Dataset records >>
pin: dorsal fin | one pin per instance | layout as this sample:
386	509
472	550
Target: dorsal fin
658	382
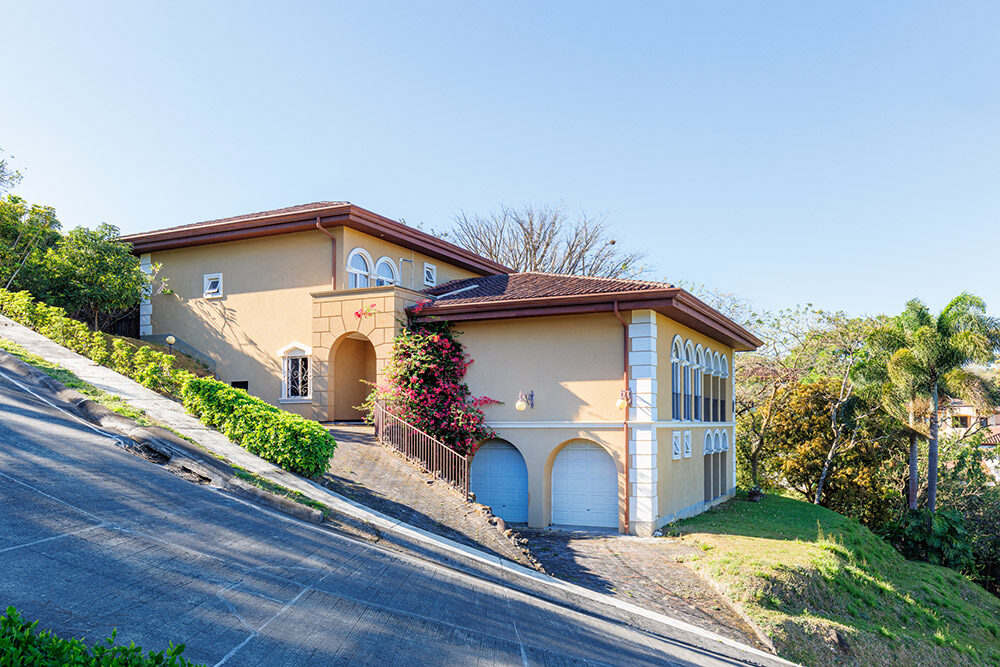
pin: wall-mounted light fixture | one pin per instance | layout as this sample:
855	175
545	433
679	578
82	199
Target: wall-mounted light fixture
624	399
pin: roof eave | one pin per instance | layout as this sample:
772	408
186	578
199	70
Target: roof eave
347	215
674	303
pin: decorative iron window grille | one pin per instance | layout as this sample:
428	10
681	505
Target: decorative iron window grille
296	377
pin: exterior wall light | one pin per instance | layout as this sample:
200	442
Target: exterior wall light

TASK PROMPT >>
Please return every line of the records that contains the word "this".

SOLVED PROBLEM >>
pin: dorsal fin | one pin per instance | layout as this sample:
pin: wall-mounted light fixture | one pin per instance | layout as this sample:
pin: roof eave | one pin per instance | layout as this sample:
pin: decorative iron window grille | one pin per instance | layout as this sample:
pin: exterior wall light | one pin per instance | layout as this sample:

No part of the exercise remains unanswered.